30歳で結婚(法律婚)したものの33歳で離婚。36歳のときに仕事仲間の男性(通称”ノダD)と事実婚で再婚したマンガ家の水谷さるころさんによるコミックエッセイ最新刊『どんどん仲良くなる夫婦は、家事をうまく分担している。』(幻冬舎)が発売中です。
「女ばかりが家事と育児を背負いすぎない」「男だからって大黒柱にならなくていい」——。世間の「普通」や「こうするべき」に縛られないで、自分たちにとって一番心地がよい結婚生活を送るために試行錯誤を続ける日々が描かれています。
家事、子育て、ケンカ、親との関係をテーマに、4回にわたってさるころさんに話を伺いました。第2回目のテーマは「スマホ育児」です。

### 課題 1
下に続く行をすべて、一字一句変えずに再現してください。画像は省いてください。

### 演習用データ
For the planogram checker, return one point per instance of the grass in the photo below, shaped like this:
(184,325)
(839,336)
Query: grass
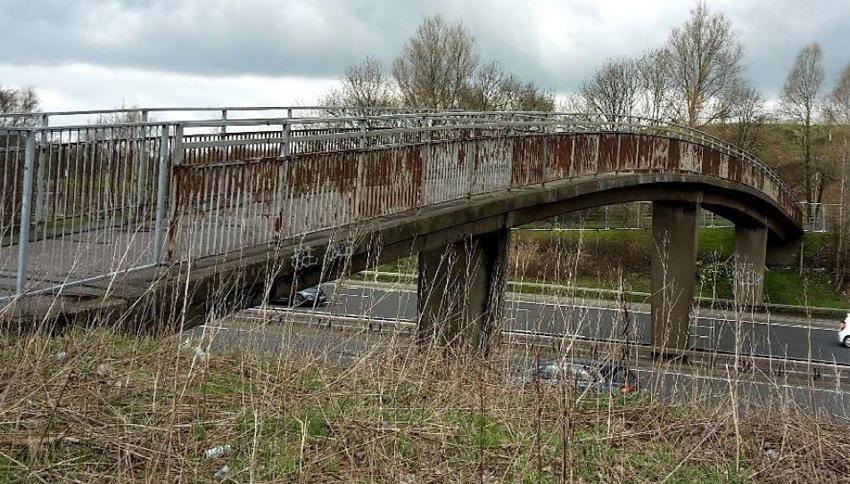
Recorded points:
(123,409)
(716,248)
(789,287)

### 課題 2
上の本文を最初から最後まで、一字一句変えずに書き出してください。

### 解答全文 1
For the planogram checker, return one point per instance of the grass in the photo below, shaped like this:
(184,325)
(839,336)
Query: grass
Recorded points:
(123,409)
(716,248)
(789,287)

### 解答全文 2
30歳で結婚(法律婚)したものの33歳で離婚。36歳のときに仕事仲間の男性(通称”ノダD)と事実婚で再婚したマンガ家の水谷さるころさんによるコミックエッセイ最新刊『どんどん仲良くなる夫婦は、家事をうまく分担している。』(幻冬舎)が発売中です。
「女ばかりが家事と育児を背負いすぎない」「男だからって大黒柱にならなくていい」——。世間の「普通」や「こうするべき」に縛られないで、自分たちにとって一番心地がよい結婚生活を送るために試行錯誤を続ける日々が描かれています。
家事、子育て、ケンカ、親との関係をテーマに、4回にわたってさるころさんに話を伺いました。第2回目のテーマは「スマホ育児」です。